◆ WHAT IS BEING ASKED ◆
The records that follow must be repeated exactly as they stand.

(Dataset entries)
○ ○ ○

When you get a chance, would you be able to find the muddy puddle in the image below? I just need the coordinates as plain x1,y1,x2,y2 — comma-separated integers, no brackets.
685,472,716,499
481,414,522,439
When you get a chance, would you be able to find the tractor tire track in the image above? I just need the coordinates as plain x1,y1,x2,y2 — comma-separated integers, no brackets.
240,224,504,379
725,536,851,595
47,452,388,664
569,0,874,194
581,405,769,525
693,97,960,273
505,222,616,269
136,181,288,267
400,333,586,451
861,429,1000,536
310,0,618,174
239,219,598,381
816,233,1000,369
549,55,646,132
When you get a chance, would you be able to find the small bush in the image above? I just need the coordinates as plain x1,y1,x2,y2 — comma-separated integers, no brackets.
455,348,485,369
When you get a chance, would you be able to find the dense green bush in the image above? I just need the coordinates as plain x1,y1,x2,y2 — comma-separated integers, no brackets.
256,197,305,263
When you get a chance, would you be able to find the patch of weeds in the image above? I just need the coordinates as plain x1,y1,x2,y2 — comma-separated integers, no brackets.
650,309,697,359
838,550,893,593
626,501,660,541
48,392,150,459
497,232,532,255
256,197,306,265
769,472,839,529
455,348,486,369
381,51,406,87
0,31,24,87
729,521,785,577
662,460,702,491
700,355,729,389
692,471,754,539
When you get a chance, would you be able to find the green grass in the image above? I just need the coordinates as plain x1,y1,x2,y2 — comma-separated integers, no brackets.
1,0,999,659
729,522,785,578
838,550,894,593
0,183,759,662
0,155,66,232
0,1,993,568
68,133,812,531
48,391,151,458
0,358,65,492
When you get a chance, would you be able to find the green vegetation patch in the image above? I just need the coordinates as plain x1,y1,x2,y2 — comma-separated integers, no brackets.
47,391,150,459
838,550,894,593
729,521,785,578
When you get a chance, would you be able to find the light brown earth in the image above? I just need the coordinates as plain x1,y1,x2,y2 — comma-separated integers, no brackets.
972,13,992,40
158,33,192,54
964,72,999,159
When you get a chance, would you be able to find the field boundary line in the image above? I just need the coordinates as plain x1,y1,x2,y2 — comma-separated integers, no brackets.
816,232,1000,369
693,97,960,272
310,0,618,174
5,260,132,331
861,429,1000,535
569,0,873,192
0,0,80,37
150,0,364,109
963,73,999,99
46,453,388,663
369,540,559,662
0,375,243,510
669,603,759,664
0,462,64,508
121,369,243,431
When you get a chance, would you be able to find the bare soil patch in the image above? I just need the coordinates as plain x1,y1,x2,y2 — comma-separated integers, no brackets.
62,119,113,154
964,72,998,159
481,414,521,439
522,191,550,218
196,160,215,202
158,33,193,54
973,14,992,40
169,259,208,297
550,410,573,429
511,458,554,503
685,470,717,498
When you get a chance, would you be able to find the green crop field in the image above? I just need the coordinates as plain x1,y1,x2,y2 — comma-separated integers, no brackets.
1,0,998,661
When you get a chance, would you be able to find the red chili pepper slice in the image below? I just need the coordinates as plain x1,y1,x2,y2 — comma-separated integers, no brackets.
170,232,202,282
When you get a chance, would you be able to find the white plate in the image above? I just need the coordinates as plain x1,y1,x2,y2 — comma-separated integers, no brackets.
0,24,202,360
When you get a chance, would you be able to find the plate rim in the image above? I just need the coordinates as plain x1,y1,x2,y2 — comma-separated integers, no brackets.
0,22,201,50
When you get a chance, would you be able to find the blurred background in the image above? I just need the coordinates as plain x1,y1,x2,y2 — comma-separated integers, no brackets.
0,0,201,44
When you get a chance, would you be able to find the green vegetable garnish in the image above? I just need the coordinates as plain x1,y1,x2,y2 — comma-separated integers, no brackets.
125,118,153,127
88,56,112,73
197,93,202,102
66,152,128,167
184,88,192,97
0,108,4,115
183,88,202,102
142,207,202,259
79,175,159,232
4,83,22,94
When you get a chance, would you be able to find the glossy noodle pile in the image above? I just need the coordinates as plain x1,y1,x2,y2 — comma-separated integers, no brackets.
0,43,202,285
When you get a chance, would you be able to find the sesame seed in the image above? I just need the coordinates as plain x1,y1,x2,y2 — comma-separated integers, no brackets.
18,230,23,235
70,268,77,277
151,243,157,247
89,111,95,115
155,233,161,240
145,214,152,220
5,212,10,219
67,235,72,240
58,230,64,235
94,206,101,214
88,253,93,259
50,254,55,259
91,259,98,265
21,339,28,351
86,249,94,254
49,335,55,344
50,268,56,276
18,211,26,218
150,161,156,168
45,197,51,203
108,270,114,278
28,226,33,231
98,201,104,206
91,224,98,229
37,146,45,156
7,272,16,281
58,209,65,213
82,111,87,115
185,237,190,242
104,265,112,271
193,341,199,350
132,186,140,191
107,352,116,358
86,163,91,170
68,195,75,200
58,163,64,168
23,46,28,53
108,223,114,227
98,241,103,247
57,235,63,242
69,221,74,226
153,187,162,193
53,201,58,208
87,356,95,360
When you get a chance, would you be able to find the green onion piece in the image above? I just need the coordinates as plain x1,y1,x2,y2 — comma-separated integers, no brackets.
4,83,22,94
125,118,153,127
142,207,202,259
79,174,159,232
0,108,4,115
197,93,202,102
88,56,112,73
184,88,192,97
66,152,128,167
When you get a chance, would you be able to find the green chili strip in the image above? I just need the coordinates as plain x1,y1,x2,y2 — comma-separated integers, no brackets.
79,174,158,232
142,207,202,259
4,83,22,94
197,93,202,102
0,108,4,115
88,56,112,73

○ ○ ○

◆ RESULT ◆
When you get a chance, would you be able to find the muddy puddle in the image below? I just need the coordinates as plain x1,y1,x2,y2 — comma-separated integers, no brackets.
685,472,716,499
481,414,522,439
When you get a chance, would you be able to find the tractor tire track in the image above? I just need the coordinates as plain x1,y1,x2,y2 — comma-separated integers, no brackets.
240,224,504,379
725,536,851,595
47,452,388,664
569,0,874,194
581,405,769,525
693,97,960,273
505,222,616,269
136,181,288,267
400,333,586,451
861,429,1000,536
310,0,618,174
239,219,598,381
816,233,1000,369
549,55,646,132
When you get a chance, would you be able to find the small bush in the image above? I just need the coordinates as plain x1,y1,x2,y2 — comma-separated integers, no brackets.
455,348,485,369
When you get a chance, would you be able to find the dense green bush in the image above? I just need the coordinates as plain x1,y1,x2,y2 — comma-separated integers, no brackets.
256,197,305,263
When you get a chance, would you be able to find the patch of weeds in the image above? I just need the coordinates as plain x1,y1,x2,y2 — comma-separated integers, no brackets.
650,309,697,359
838,550,893,593
626,501,660,541
48,392,150,459
497,232,532,255
256,197,306,265
769,472,839,529
455,348,486,369
381,51,406,87
0,31,24,87
729,521,785,577
662,460,702,491
700,355,729,389
692,471,754,539
When you get a chance, would you be able to find the green grass in the image above? I just need the coordinates as plain x1,y1,x2,y2 — comma-separated integers, no brackets.
1,0,999,659
729,522,785,578
838,550,894,593
0,183,759,662
0,155,66,232
0,1,993,568
68,133,812,531
48,391,151,458
0,358,65,492
When you get a chance, would you be able to find the green vegetation patch in the image above? I just need the coordinates as plain x1,y1,x2,y2 — comma-separated integers, no brackets.
47,391,150,459
838,550,894,593
729,521,785,578
When you get a chance, would you be able to find the light brown earth in the image above? I just need the coordinates as plain x1,y1,x2,y2 — comma-separated integers, no brackets.
972,13,992,40
158,33,192,54
964,72,999,159
When you get a chance, would you be able to find the field boundary line in the image above? I just need the coordinates as plain x1,y1,x2,y2 — comma-separated integers, no brackets.
816,232,1000,369
693,97,960,272
310,0,618,174
5,260,132,331
861,429,1000,535
569,0,873,192
0,0,80,37
150,0,364,109
963,73,999,99
46,453,388,663
369,540,559,662
0,375,243,510
669,603,759,664
0,462,64,508
121,369,243,431
When you get a chance, would you be able to find the bare soil patch in the image above? I just need the coordinates as plain x1,y1,x2,y2 — comma-separated integers, no brackets.
62,119,113,154
964,72,998,159
481,414,521,439
522,191,550,218
196,160,215,202
158,33,193,54
973,14,992,40
169,259,208,297
550,410,573,429
511,458,554,503
685,470,717,498
When you get a chance, would you be able to find the green crop field in the image above? I just need the coordinates as plain x1,y1,x2,y2 — comma-separated integers, no brackets.
1,0,998,661
When you get a chance, would you be able to find the red chili pepper slice in the image below? I just need the coordinates as plain x1,y1,x2,y2 — comma-separated integers, no brackets.
170,232,202,282
When you get a chance, would you be able to find the white plate in the image above? I just need the coordinates as plain x1,y1,x2,y2 — comma-separated integers, no brackets.
0,24,202,360
When you get a chance, would you be able to find the plate rim in the image above? I just need the coordinates as plain x1,y1,x2,y2 — comma-separated integers, no brackets.
0,22,201,50
When you get a chance, would you be able to find the blurred background in the image above? I just need the coordinates as plain x1,y1,x2,y2 — comma-separated integers, no brackets.
0,0,201,44
When you get a chance, would you be able to find the green vegetable garnish in the image above? I just need the coordinates as plain x1,y1,x2,y2 — comma-separated integers, no brackets.
125,118,153,127
88,56,112,73
197,93,202,102
66,152,128,167
184,88,192,97
0,108,4,115
183,88,202,102
142,207,202,259
79,175,159,232
4,83,22,94
When you get a chance, would you be able to find the glossy noodle pile in the image above? I just need the coordinates as plain x1,y1,x2,y2 — comma-separated integers, no brackets.
0,43,202,285
When you get a chance, would you be able to find the sesame seed in the image above? I just need the coordinates as plain x1,y1,x2,y2 — comma-separated integers, no brackets.
18,230,23,235
70,268,77,277
151,243,157,247
89,111,95,115
155,233,161,240
145,214,152,220
5,212,10,219
67,235,72,240
58,230,64,235
94,206,101,214
88,253,93,259
50,254,55,259
91,259,98,265
21,339,28,351
86,249,94,254
49,335,55,344
50,268,56,276
18,211,26,218
150,161,156,168
45,197,51,203
108,270,114,278
28,226,33,231
98,201,104,206
91,224,98,229
37,146,45,156
7,272,16,281
58,209,65,213
82,111,87,115
185,237,190,242
104,265,112,271
193,341,199,350
132,186,140,191
107,352,116,358
86,163,91,170
68,195,75,200
58,163,64,168
23,46,28,53
108,223,114,227
98,241,103,247
57,235,63,242
69,221,74,226
153,187,162,193
53,201,58,208
87,356,95,360
When you get a chance, would you be able to find the green onion piece in the image above? I just need the coordinates as plain x1,y1,x2,y2 — comma-separated integers, no brackets.
4,83,22,94
125,118,153,127
142,207,202,259
79,174,159,232
0,108,4,115
197,93,202,102
88,56,112,73
184,88,192,97
66,152,128,167
When you get a chance, would you be able to find the green chili strip in the image above? I just need the coordinates as plain x1,y1,x2,y2 — comma-separated integers, no brackets.
79,174,158,232
142,207,202,259
4,83,22,94
197,93,202,102
0,108,4,115
88,56,112,73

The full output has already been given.